:: SOURCE RECORDS

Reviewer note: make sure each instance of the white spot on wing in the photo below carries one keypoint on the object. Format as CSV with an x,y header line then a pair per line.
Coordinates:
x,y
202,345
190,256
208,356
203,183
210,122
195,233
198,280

::::

Rewrite all of the entries above as a numbered list, leaving out any blank lines.

• _ANSWER BELOW_
1. Reviewer note: make sure each instance of the white spot on wing in the photo below carries one keypoint on the object. Format as CSV with an x,y header line then a pair per line.
2. Coordinates:
3. x,y
4. 202,345
5. 190,256
6. 208,356
7. 203,183
8. 210,122
9. 195,233
10. 198,280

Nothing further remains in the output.